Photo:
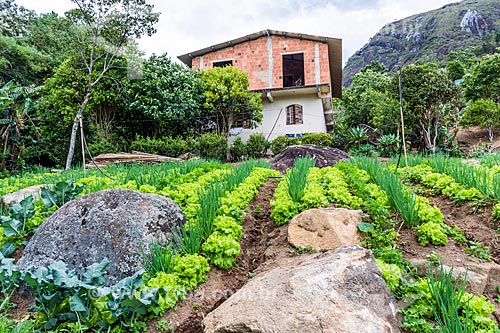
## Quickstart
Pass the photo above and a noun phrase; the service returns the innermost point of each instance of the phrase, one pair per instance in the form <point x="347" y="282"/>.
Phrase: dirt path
<point x="262" y="245"/>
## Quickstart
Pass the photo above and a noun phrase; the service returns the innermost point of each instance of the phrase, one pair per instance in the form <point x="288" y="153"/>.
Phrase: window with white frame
<point x="294" y="114"/>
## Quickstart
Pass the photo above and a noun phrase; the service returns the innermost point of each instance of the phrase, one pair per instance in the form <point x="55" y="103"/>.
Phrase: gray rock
<point x="325" y="228"/>
<point x="110" y="223"/>
<point x="340" y="291"/>
<point x="324" y="156"/>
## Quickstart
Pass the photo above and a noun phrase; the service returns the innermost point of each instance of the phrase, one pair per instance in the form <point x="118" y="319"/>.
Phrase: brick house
<point x="297" y="75"/>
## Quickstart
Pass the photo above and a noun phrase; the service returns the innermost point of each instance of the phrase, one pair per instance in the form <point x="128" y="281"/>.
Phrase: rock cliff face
<point x="431" y="36"/>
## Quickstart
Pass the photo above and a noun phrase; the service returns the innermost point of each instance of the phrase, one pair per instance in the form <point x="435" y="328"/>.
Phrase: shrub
<point x="175" y="147"/>
<point x="238" y="149"/>
<point x="255" y="145"/>
<point x="212" y="146"/>
<point x="148" y="145"/>
<point x="281" y="142"/>
<point x="103" y="147"/>
<point x="318" y="139"/>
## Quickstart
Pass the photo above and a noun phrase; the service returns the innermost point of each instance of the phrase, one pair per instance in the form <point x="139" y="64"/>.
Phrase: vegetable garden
<point x="402" y="209"/>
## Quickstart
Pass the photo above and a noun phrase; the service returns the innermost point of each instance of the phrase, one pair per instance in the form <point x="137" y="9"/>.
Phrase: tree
<point x="375" y="66"/>
<point x="109" y="24"/>
<point x="367" y="101"/>
<point x="455" y="69"/>
<point x="484" y="113"/>
<point x="425" y="90"/>
<point x="484" y="80"/>
<point x="227" y="97"/>
<point x="60" y="101"/>
<point x="32" y="45"/>
<point x="169" y="93"/>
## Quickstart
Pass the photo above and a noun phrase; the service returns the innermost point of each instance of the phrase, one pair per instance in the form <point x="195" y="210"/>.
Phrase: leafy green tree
<point x="455" y="69"/>
<point x="109" y="24"/>
<point x="169" y="93"/>
<point x="32" y="45"/>
<point x="484" y="80"/>
<point x="228" y="99"/>
<point x="375" y="66"/>
<point x="484" y="113"/>
<point x="425" y="90"/>
<point x="367" y="101"/>
<point x="60" y="101"/>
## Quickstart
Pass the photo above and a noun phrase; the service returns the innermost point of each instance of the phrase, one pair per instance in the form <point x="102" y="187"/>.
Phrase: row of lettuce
<point x="437" y="303"/>
<point x="214" y="198"/>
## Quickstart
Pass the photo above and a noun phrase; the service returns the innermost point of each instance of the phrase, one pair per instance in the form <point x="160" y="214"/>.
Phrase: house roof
<point x="334" y="52"/>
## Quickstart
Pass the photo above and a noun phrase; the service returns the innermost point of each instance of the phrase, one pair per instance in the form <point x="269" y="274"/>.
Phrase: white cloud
<point x="190" y="25"/>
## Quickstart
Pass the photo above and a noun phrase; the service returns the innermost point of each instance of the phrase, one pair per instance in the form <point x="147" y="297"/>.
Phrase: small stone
<point x="325" y="228"/>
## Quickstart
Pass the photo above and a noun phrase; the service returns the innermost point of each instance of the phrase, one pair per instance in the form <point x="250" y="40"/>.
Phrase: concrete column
<point x="317" y="69"/>
<point x="270" y="61"/>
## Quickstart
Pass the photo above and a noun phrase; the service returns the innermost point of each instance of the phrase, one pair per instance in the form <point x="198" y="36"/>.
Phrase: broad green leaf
<point x="48" y="197"/>
<point x="94" y="274"/>
<point x="8" y="248"/>
<point x="365" y="227"/>
<point x="11" y="227"/>
<point x="76" y="304"/>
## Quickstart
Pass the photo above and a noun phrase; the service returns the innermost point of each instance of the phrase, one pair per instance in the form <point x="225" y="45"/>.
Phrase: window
<point x="223" y="63"/>
<point x="294" y="114"/>
<point x="293" y="70"/>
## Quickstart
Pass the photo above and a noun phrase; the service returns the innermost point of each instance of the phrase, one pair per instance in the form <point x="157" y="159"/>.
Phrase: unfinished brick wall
<point x="252" y="57"/>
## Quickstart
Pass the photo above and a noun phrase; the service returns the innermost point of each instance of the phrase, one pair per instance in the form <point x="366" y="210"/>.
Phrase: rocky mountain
<point x="431" y="36"/>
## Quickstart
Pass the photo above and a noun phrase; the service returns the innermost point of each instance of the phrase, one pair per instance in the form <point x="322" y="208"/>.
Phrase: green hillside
<point x="431" y="36"/>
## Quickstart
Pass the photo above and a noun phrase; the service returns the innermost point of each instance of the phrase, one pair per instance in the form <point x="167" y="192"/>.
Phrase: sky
<point x="190" y="25"/>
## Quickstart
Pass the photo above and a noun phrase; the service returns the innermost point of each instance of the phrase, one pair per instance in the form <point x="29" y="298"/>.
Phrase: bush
<point x="212" y="146"/>
<point x="167" y="146"/>
<point x="103" y="147"/>
<point x="175" y="147"/>
<point x="148" y="145"/>
<point x="318" y="139"/>
<point x="281" y="142"/>
<point x="255" y="145"/>
<point x="238" y="150"/>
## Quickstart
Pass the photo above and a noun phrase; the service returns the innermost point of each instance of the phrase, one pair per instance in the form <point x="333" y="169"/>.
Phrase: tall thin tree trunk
<point x="72" y="142"/>
<point x="74" y="129"/>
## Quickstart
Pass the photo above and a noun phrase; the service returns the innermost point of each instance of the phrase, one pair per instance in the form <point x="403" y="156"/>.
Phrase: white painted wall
<point x="313" y="118"/>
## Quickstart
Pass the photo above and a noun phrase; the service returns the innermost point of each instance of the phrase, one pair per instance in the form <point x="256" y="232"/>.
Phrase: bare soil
<point x="263" y="244"/>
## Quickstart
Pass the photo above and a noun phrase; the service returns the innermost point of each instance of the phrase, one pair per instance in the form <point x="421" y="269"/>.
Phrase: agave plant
<point x="357" y="135"/>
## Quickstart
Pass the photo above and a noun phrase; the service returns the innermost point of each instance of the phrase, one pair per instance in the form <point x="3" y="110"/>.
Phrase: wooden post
<point x="83" y="145"/>
<point x="402" y="117"/>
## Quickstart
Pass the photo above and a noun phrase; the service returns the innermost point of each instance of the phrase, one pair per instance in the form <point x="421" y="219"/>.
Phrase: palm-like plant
<point x="15" y="105"/>
<point x="388" y="144"/>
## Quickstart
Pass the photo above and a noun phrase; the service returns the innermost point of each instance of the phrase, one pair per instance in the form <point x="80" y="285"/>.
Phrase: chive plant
<point x="447" y="296"/>
<point x="400" y="197"/>
<point x="469" y="175"/>
<point x="159" y="258"/>
<point x="297" y="178"/>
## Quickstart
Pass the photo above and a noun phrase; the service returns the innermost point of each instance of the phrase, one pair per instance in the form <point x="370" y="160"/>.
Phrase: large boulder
<point x="325" y="228"/>
<point x="341" y="291"/>
<point x="111" y="223"/>
<point x="324" y="156"/>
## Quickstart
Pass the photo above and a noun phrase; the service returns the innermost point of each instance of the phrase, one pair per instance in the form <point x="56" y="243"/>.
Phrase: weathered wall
<point x="261" y="59"/>
<point x="313" y="119"/>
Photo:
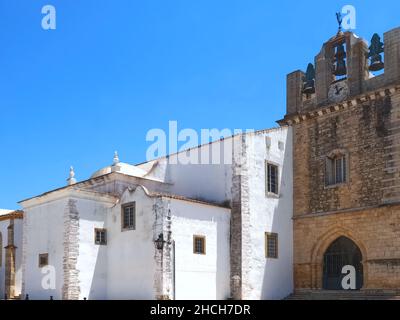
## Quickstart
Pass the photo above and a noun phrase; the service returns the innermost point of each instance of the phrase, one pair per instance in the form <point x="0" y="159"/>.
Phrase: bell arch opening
<point x="340" y="253"/>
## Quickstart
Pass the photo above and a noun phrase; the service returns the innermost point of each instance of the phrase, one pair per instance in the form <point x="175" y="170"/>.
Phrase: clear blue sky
<point x="112" y="70"/>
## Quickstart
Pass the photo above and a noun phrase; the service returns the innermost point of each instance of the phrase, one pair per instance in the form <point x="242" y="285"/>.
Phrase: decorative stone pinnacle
<point x="71" y="180"/>
<point x="116" y="158"/>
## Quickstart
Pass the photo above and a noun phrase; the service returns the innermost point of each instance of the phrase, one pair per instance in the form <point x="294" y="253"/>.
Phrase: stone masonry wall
<point x="376" y="231"/>
<point x="71" y="288"/>
<point x="364" y="132"/>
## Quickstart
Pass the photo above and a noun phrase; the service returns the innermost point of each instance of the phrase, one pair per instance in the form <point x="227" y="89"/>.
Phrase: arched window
<point x="336" y="168"/>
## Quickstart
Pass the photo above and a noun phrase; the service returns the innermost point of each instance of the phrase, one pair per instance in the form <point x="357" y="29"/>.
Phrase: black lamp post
<point x="160" y="241"/>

####

### Set problem
Count the lines of the items above that contain the string "post", treating uppercase and lowercase as different. Reply with the number only.

### Answer to the exercise
2